- [Work order]: Please continue the "That's Metal!" post below from its last sentence, writing the next part of the post rather than anything about the entries after it.

Can you tell that we like alliteration? The last “That’s Metal!” post was subtitled “The Bull, Boobs, and Beer Edition”. Maybe next time we’ll move on to the C’s, or backwards to the A’s. Or not.
Yes, here we are again, having crept forth with trepidation from our comfy informational cocoon to see what might be happening in the outer world — the world inhabited by people who don’t listen to metal and instead blow themselves and others to smithereens, sodomize the planet, debate the wisdom of government regulation as if it were a brand new subject, hang on the every word of vapid celebrities, and so on, ad nauseum. You know the world we’re talking about: the one we live in.
This is why, to the greatest extent possible, we try to get our news only from metal blogs. But every now and then, we have to wade through the festering putridity of “hard news” in order to find those little nuggets of life that make us say, “Fuck! That’s metal!”, even though it’s not music. And life never fails to reward our searching.

- [Dataset records]:
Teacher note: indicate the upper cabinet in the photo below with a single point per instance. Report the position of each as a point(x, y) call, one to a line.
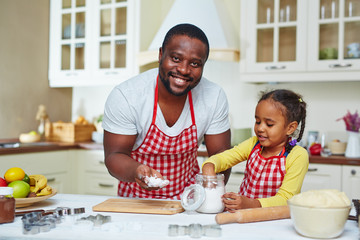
point(92, 42)
point(300, 40)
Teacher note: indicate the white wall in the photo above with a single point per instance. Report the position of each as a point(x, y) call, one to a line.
point(326, 101)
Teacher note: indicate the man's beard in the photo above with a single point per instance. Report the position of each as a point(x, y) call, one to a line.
point(167, 86)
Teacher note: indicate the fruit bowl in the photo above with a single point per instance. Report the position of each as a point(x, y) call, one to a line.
point(25, 202)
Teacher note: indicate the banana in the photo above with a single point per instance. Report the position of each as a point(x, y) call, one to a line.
point(45, 191)
point(38, 181)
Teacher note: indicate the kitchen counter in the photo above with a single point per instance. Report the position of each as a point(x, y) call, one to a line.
point(149, 226)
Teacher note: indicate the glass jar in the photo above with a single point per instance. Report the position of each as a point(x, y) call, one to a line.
point(206, 195)
point(7, 205)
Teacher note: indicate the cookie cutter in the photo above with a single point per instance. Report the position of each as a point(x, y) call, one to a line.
point(43, 221)
point(195, 230)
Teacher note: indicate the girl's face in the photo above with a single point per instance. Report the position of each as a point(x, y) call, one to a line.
point(271, 126)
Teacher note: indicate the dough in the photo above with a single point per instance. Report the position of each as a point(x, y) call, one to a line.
point(321, 198)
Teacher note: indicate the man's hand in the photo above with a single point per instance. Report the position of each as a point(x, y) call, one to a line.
point(142, 173)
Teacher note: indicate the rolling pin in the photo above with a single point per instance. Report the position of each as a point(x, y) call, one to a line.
point(253, 215)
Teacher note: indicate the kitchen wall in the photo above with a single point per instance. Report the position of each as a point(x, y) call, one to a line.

- [Response to this task]:
Today, we have news items about people who get shot in the head and don’t realize it (for five years), a testicle-cooking contest, and a dog with a cast-iron stomach. Of course, we’re including our typically tasteless commentary, plus musical accompaniment.
Also, it occurred to us that our musical accompaniment should precede the stories, instead of being lumped together at the end, as we’ve been doing. ‘Cause if you listen to music after you’ve finished reading, it’s not really “accompaniment,” is it? This is typical. We usually have these kinds of revelations after the train has left the station. And is long out of sight. (more after the jump . . .)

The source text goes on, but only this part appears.